I’ve spent the last few months working through the works of St. Irenaeus.
Which to most readers probably sounds utterly uninteresting. You aren’t going to do that. That’s OK, though if you’re an Elder or Deacon or anything similar I’d like to gently suggest it would be good for you to read some Christians from before this century alongside the rest of your team. If that isn’t you, I hope you can profit from these older saints through the preaching and teaching of your local church.
What I would like to tell you is why I think Irenaeus in particular is worth your time. He’s a second century bishop from Lyons in modern France. He just crossed over with Polycarp—meeting him when Irenaeus was a child—who was one of John’s disciples. That makes Irenaeus a third generation Christian. In his writings he occasionally mentions a saying of John’s that isn’t in the Bible but was told to him by people who knew John well.
Here are three reasons that he’s worth reading, or worth you encouraging your pastors to read him:
He’s the same as us
Irenaeus has two major works that we have full versions of: a summary of the gospel called On the Apostolic Preaching and a larger more famous work called Against Heresies.

DATA:
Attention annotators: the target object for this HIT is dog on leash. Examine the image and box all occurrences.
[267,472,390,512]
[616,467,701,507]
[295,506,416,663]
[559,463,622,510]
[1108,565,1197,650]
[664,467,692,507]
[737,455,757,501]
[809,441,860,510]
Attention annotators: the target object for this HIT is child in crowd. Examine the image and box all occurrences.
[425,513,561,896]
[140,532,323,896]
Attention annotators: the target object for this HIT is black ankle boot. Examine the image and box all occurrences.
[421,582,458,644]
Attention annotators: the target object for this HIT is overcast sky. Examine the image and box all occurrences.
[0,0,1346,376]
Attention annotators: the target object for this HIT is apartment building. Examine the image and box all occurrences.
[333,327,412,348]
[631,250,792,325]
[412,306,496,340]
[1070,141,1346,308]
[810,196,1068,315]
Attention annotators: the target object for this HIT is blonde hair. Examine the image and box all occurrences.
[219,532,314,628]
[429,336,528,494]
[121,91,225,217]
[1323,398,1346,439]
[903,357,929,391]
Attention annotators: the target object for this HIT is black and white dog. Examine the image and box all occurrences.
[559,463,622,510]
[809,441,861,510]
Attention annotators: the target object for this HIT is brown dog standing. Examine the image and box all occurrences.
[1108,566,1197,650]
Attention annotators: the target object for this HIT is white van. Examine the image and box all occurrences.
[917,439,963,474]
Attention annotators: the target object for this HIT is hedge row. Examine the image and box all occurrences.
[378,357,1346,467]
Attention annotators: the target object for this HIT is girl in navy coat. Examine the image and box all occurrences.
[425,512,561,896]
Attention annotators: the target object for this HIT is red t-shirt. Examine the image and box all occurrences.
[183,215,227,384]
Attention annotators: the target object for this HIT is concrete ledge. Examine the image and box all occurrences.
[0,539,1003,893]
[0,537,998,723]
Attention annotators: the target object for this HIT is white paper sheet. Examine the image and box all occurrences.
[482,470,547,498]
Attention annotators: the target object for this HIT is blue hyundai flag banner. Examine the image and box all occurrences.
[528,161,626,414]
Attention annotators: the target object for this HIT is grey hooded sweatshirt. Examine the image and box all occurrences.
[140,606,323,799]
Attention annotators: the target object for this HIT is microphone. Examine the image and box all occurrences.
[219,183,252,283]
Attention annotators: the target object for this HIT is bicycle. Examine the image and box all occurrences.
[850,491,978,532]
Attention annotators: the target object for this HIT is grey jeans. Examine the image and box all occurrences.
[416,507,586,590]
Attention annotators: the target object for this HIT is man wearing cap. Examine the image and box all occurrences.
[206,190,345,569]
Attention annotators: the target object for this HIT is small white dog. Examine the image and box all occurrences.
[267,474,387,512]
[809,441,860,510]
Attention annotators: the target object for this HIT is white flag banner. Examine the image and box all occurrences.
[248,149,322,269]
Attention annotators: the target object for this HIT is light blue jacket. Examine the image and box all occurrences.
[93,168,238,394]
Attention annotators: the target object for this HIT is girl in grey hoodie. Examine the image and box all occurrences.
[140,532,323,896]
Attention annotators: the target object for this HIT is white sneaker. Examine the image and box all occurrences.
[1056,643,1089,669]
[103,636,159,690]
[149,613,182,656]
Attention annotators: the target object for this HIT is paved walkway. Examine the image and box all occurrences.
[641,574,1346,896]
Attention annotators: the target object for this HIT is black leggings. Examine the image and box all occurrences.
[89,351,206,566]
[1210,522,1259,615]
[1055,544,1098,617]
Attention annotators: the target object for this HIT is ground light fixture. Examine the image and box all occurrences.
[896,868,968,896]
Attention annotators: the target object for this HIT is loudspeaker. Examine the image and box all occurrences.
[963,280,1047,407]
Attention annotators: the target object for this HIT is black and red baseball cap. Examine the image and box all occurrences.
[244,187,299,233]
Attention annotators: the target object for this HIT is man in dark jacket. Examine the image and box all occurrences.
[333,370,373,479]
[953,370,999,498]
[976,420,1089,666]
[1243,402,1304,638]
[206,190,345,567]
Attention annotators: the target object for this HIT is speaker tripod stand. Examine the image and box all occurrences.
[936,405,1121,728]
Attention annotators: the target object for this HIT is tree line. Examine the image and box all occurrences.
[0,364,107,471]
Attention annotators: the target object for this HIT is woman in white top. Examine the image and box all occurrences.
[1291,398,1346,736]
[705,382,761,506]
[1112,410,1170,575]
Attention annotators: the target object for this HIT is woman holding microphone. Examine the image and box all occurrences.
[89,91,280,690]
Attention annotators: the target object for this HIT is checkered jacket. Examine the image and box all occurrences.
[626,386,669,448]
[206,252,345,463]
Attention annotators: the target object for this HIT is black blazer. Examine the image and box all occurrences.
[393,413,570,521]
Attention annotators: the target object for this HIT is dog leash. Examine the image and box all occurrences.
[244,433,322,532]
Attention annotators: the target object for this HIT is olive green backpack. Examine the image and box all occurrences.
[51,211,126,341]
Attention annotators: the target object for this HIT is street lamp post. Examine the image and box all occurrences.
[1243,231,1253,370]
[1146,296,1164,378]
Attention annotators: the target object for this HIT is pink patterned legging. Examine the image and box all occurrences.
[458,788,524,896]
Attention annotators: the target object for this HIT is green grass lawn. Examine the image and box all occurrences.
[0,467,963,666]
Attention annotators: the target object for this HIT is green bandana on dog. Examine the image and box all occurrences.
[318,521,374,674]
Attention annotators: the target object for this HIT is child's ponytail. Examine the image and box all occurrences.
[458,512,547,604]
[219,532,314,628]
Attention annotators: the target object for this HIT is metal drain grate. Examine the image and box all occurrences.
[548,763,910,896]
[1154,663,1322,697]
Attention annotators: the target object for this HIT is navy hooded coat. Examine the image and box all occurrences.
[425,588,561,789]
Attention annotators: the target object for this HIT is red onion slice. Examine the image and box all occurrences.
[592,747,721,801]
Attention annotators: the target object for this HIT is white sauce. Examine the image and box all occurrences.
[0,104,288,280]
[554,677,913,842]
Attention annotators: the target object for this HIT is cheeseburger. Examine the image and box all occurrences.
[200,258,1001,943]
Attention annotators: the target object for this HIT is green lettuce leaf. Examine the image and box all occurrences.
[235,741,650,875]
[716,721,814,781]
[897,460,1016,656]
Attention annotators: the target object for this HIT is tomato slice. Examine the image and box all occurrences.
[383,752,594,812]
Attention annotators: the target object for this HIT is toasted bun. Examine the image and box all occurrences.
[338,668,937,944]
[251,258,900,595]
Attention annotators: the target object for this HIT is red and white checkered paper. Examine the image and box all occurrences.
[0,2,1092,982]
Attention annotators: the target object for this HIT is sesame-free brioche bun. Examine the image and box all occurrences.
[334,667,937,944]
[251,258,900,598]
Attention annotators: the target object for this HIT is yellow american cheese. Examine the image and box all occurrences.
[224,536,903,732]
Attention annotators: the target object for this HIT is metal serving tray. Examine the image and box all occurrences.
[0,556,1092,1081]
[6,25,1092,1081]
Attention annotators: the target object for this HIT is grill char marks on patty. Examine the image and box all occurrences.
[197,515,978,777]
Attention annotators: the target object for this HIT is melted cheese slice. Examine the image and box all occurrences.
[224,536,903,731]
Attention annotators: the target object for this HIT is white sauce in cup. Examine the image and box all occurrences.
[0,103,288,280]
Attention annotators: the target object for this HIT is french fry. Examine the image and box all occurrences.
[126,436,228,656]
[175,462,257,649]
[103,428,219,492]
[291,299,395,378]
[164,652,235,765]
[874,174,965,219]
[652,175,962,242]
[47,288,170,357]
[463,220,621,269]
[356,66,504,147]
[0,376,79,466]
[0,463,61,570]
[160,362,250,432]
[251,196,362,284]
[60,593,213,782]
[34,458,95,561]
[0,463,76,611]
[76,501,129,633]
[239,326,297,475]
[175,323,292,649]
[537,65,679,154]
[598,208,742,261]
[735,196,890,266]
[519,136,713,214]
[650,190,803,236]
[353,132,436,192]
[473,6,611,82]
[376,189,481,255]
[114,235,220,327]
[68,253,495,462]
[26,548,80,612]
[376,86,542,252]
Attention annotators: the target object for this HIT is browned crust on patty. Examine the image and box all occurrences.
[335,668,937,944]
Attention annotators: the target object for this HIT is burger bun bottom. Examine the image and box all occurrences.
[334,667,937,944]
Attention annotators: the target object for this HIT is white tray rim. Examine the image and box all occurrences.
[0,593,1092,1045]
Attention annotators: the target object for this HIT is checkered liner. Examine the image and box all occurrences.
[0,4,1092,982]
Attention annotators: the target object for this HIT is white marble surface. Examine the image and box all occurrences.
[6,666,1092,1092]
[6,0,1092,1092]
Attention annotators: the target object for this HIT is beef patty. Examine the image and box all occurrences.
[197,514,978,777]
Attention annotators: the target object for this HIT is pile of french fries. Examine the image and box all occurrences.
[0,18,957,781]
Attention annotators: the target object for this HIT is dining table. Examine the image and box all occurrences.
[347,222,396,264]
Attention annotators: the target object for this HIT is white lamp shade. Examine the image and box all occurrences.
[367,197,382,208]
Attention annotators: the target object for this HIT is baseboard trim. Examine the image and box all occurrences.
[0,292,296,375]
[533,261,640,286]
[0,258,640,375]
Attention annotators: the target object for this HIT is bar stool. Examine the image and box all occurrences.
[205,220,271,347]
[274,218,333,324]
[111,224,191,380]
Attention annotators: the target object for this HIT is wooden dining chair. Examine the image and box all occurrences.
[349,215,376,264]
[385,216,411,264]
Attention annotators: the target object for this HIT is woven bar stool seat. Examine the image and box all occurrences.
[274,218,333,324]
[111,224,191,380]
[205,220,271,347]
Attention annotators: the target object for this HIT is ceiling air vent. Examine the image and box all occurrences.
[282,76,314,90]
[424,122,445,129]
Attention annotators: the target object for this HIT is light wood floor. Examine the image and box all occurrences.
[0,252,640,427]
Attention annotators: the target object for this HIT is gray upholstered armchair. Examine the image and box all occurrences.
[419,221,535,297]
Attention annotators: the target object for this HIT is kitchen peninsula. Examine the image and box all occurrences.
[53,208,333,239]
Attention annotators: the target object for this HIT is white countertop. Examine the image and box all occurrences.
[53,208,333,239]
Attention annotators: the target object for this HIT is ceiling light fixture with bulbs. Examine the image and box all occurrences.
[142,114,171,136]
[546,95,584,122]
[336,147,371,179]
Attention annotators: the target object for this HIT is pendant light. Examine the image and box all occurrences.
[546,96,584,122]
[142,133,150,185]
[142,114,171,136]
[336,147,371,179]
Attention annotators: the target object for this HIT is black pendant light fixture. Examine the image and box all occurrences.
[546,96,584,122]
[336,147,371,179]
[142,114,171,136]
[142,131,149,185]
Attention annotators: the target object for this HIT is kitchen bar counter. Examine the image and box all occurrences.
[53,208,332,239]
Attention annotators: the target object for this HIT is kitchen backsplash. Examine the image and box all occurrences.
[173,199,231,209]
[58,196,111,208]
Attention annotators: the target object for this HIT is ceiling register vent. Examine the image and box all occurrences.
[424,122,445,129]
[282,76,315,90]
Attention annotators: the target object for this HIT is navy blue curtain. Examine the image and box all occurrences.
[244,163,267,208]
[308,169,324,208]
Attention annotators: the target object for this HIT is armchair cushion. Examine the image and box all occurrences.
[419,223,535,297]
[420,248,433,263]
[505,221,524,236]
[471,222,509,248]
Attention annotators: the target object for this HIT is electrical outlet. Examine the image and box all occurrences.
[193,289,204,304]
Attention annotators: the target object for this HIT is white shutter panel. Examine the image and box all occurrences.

WHAT YOU NEED TO DO:
1/ In the piece on Irenaeus, where was Irenaeus a bishop?
2/ Resume the piece on Irenaeus after its last sentence.
The material is not needed for what follows.

TASK ANSWERS:
1/ He was a bishop in Lyons, in modern France.

2/
The first relates what he understood the faith to be, in two parts: a relation of the story of the Bible from Genesis to Christ, and a systematic exposition of Jesus’ life and ministry showing how he fulfilled the prophets. The second devotes a couple of books to teachings that were popular in his day, but then the remainder is his positive case for the Christian faith in significantly more depth.
There are some surprising emphases but in the main it all feels very ordinary. Sometimes people read the Church Fathers and wonder what’s special. It’s broadly what they think and what they’ve always been taught in their churches, with some surprising bits around the edge. That’s because they were the first person to say that. The fact that you believe (broadly) the same as a second century bishop is itself a wonderful thing. I find it tremendously encouraging.
It also makes me consider carefully the things I find surprising, because the Fathers may just have a point.
His method
Irenaeus teaches us how to read the Bible. He doesn’t read it the same way most 21st century evangelicals do. He’s at home with spiritual readings and he assumes that the Old Testament is a historical document about Jesus. He’s what we’d these days call a maximalist.
When we agree with someone’s conclusions but not their argument, we often ignore it. I think the argument matters much more than we usually allow. The right answer from the wrong argument is a problem. I find it easier to get on with people with the ‘wrong’ (according to me) answer and the right argument. Not least because you can clearly have a discussion because you agree on the terms of the debate and the theological method used to get there.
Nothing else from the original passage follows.